> _What you will do_:
Give the number of lines in the listing that hold the word "queried". Write nothing but that number.

> _Material provided_:
▬▬▬▬▬▬
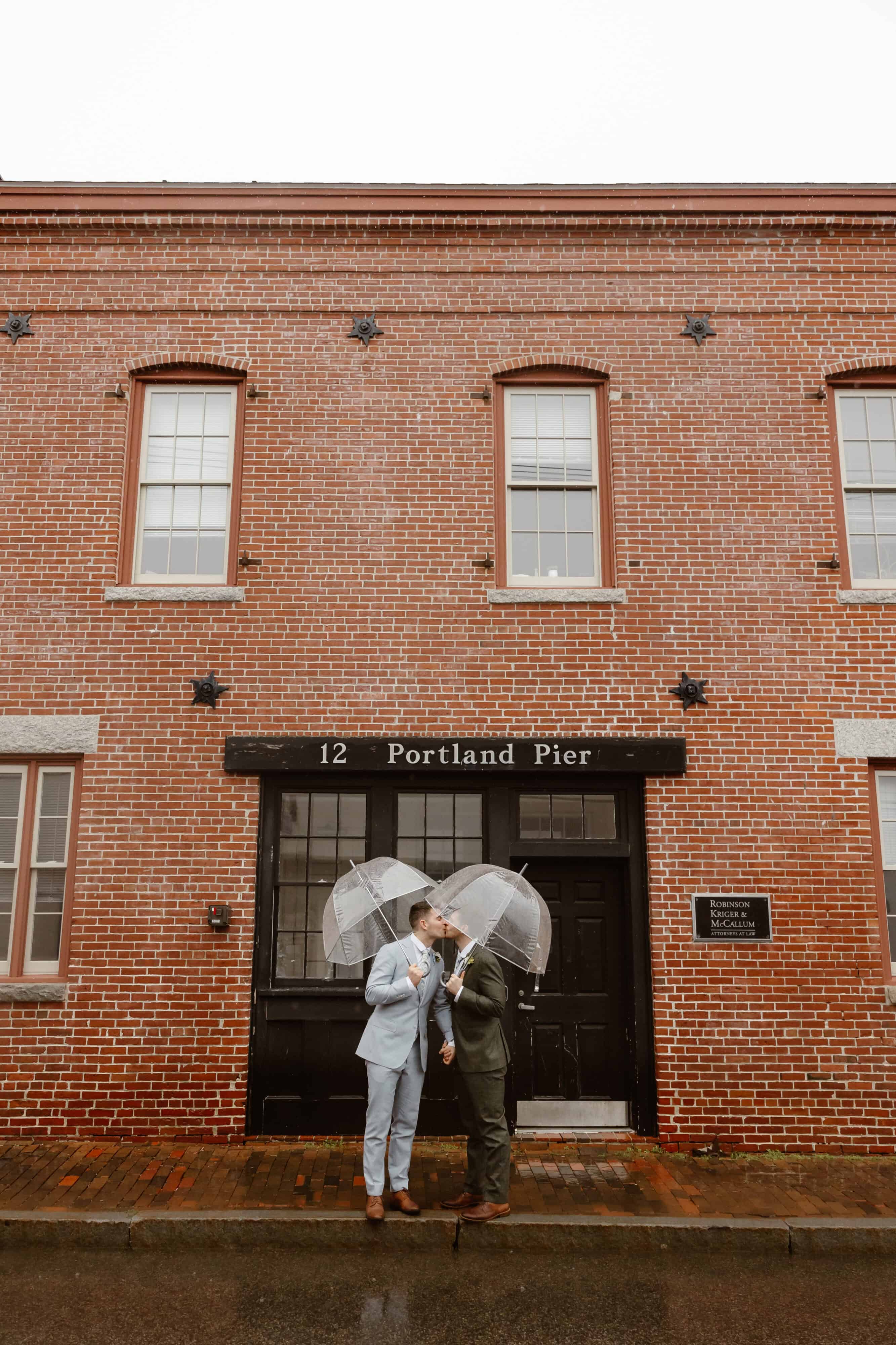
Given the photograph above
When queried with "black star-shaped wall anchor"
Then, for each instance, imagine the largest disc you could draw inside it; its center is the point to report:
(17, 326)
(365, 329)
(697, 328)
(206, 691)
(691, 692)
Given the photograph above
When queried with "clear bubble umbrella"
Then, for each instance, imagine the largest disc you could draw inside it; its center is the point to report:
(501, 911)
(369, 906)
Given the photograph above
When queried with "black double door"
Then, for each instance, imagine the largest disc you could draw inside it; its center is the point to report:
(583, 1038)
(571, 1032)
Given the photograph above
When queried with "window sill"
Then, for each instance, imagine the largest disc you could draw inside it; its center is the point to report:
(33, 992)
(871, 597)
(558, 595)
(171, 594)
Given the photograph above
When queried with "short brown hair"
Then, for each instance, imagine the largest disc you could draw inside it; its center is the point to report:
▬▬▬▬▬▬
> _Answer box_:
5